### SOURCE TEXT:
On the other hand, gender-related issues such as female doctors being treated with low respect by the staff members, and patients preferring male doctors to female doctors for treatment regardless of the levels of expertise, were reported by eight doctors.
Slightly less than 1 in 10 doctors (9%) reported having faced difficulties continually during their 2-year posting. Some of the reasons reported behind such difficulties were discrimination by the community based on the doctor’s ethnicity, and lack of security. If complications arose in some cases, doctors were blamed for the complications by the patient’s relatives, which posed security risks to the doctors. As a result of such threats and lack of security, some doctors reported feeling vulnerable in their working areas.
Response from the community
In terms of response from the community to the newly- assigned doctors, 48% of respondents felt that the local communities were kind and welcoming right from the beginning of their posting and the doctors did not feel any kind of difficulty related to the community in their work.

### USING THE INFORMATION:
1. Copy the part of the passage about newly posted doctors that opens with the words containing "On the other" and closes with "by eight doctors.", substituting "hospital staff" for "staff members".
2. Answer these questions from the passage about newly posted doctors:
(a) How many doctors reported gender-related issues?
(b) What percentage of doctors reported facing difficulties continually during their posting?
(c) What percentage of respondents felt the local communities were kind and welcoming from the beginning of their posting?
3. Decide whether each statement agrees with the passage about newly posted doctors. Answer yes or no, and quote the words that decide it.
(a) When complications arose, patients' relatives blamed the doctors.
(b) The doctors' posting lasted three years.
(c) More than half of respondents found the local communities welcoming from the start.
The material that follows has no connection to the passage about newly posted doctors.

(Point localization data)
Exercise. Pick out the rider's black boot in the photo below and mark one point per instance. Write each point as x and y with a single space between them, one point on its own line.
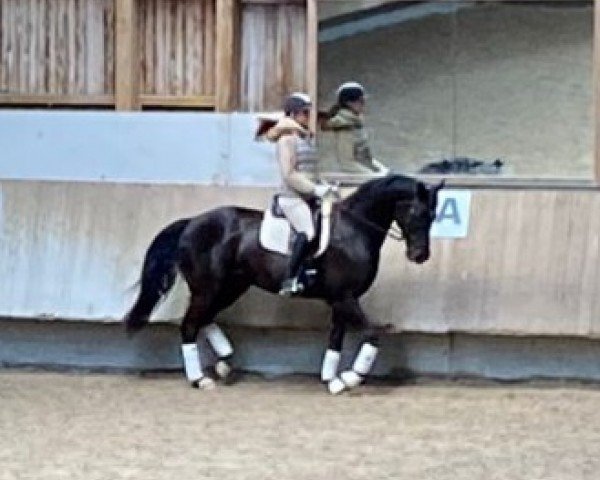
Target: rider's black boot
292 284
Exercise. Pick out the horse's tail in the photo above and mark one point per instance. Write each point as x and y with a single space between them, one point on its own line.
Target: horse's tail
158 274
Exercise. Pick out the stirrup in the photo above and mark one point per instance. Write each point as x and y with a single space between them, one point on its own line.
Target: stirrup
291 286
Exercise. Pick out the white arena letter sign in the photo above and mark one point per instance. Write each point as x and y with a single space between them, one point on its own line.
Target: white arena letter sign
452 216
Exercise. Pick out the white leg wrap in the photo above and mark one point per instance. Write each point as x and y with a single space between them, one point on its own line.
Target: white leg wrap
351 378
222 368
191 361
330 364
365 359
218 341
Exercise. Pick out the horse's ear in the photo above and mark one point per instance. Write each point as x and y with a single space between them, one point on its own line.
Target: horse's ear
422 192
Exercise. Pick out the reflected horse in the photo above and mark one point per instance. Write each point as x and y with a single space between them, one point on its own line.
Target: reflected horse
219 256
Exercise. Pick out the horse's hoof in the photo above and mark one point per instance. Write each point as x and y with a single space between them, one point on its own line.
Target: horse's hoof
336 386
351 379
222 369
205 383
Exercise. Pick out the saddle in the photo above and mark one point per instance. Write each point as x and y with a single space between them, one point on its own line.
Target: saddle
277 234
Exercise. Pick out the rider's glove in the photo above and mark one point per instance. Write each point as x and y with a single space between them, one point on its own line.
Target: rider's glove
322 190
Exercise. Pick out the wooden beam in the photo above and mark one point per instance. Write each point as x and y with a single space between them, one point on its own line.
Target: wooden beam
226 70
312 55
273 2
596 63
56 99
126 55
189 101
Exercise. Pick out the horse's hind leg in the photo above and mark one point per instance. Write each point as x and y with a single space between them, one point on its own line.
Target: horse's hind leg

### SOLUTIONS TO EACH TASK:
1.
On the other hand, gender-related issues such as female doctors being treated with low respect by the hospital staff, and patients preferring male doctors to female doctors for treatment regardless of the levels of expertise, were reported by eight doctors.

2.
(a) Eight doctors.
(b) 9%, slightly less than 1 in 10.
(c) 48%.

3.
(a) Yes: "doctors were blamed for the complications by the patient’s relatives"
(b) No: "during their 2-year posting"
(c) No: "48% of respondents felt that the local communities were kind and welcoming right from the beginning of their posting"